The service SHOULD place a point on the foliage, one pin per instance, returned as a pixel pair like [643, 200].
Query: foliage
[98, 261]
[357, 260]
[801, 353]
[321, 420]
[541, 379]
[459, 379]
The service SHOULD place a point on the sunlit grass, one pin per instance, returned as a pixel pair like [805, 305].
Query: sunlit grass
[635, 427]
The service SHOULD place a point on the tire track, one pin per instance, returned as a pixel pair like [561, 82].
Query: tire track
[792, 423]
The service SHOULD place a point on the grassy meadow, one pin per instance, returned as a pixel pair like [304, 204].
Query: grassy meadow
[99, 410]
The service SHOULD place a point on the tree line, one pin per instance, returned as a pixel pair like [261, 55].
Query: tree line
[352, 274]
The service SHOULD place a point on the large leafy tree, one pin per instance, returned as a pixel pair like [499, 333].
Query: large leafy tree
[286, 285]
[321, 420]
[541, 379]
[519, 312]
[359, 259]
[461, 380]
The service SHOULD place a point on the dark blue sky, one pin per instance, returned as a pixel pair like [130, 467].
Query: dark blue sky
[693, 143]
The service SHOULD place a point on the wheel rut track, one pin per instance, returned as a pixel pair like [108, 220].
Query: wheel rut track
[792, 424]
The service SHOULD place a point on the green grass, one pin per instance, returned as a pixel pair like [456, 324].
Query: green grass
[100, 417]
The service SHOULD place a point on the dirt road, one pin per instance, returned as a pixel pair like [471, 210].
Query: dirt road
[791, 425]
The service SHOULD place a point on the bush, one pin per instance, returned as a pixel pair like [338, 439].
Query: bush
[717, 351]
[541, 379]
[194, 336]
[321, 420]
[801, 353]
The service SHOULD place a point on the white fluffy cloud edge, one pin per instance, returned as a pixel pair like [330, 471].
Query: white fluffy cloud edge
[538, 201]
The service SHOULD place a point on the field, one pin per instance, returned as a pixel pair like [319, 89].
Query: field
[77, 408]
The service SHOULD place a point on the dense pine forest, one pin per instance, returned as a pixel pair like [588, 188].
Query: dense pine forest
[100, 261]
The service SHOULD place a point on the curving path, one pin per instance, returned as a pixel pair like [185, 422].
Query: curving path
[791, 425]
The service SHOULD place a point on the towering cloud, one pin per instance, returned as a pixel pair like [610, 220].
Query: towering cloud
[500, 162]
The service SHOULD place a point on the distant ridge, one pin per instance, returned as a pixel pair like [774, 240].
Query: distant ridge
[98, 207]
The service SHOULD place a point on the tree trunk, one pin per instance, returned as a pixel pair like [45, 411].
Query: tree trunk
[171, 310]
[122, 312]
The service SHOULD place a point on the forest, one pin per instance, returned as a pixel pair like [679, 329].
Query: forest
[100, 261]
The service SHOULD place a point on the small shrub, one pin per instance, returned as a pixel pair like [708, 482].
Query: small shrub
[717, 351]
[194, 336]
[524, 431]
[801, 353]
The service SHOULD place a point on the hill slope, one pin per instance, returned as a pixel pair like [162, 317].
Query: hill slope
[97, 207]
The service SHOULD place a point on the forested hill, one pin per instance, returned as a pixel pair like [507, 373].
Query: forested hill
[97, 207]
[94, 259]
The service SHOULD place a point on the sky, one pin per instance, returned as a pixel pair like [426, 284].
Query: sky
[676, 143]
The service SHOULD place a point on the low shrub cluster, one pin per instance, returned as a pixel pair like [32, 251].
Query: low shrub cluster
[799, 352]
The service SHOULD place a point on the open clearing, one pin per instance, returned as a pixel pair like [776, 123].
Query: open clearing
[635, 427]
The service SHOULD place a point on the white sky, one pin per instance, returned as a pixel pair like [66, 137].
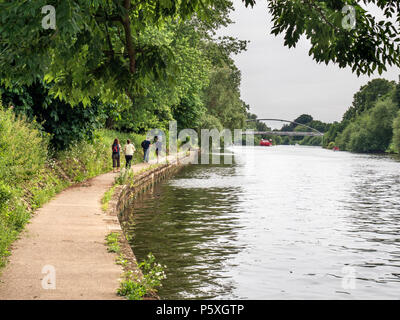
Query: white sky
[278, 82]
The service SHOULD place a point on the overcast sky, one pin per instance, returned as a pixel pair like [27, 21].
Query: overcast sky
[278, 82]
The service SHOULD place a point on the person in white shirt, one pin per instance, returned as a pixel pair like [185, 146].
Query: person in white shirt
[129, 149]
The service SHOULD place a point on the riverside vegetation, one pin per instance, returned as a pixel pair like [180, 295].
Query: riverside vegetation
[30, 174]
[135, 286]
* * *
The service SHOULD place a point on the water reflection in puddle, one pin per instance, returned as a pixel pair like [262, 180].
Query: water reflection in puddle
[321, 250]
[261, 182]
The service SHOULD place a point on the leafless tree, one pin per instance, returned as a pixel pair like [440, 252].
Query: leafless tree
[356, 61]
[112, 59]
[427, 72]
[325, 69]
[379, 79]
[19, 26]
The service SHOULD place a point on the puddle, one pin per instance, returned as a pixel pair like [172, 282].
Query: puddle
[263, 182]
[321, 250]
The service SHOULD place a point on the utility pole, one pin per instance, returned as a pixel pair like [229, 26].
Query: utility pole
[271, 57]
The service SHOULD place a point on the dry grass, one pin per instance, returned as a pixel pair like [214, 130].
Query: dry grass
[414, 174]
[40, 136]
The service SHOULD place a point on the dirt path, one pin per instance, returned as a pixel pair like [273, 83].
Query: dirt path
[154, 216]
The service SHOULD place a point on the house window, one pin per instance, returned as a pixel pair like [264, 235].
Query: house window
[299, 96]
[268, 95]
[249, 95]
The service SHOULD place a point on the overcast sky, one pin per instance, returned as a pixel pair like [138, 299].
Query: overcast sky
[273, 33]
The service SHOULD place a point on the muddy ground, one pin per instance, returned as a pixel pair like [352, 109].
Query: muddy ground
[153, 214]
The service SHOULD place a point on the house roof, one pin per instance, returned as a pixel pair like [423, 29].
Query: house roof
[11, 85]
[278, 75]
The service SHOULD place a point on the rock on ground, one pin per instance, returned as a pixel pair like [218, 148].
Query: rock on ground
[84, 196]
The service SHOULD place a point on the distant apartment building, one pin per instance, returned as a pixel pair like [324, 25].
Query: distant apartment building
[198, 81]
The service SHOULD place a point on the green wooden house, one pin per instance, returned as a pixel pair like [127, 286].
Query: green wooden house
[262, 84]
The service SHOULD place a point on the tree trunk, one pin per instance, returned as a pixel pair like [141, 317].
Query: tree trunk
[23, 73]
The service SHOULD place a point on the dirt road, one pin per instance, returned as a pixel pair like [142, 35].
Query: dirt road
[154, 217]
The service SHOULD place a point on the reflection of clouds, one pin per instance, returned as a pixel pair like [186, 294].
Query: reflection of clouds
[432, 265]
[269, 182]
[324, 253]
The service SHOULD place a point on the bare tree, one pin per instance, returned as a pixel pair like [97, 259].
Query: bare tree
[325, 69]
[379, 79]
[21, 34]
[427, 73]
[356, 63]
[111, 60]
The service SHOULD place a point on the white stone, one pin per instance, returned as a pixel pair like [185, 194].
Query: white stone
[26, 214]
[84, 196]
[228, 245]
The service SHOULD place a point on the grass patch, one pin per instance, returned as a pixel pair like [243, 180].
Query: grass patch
---
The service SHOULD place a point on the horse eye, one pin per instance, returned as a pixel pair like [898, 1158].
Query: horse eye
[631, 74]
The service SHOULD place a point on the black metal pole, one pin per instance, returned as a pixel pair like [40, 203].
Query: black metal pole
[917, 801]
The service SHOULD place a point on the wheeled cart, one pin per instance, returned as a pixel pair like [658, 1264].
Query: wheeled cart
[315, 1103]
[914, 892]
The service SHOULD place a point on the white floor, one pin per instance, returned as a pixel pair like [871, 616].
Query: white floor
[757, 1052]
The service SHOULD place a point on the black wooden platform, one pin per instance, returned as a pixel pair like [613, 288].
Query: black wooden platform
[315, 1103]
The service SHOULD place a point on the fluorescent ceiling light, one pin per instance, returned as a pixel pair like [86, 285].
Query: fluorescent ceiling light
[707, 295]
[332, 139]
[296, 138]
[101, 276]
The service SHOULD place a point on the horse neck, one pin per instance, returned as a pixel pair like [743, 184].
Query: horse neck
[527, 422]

§ **TASK PROMPT**: Please rewrite the data starting at the line containing "The service SHOULD place a point on the reflection" and ending after the line containing "Query: grass patch", with every "bare tree" changed to "leafless tree". Keep everything else the same.

§ **THE RESULT**:
The service SHOULD place a point on the reflection of clouds, one pin per instance, returned as a pixel pair like [186, 294].
Query: reflection of clouds
[432, 265]
[269, 182]
[324, 253]
The service SHOULD place a point on the leafless tree, one pin per instance, returned as a pixel pair like [97, 259].
Query: leafless tree
[325, 69]
[379, 79]
[21, 34]
[427, 73]
[356, 63]
[111, 60]
The service SHOULD place a point on the white stone, one pin per instance, returned as a pixel pair like [185, 194].
Query: white stone
[26, 214]
[84, 196]
[228, 245]
The service SHOULD place a point on the grass patch, one pin per instance, returned as a pixel pair like [243, 180].
Query: grass patch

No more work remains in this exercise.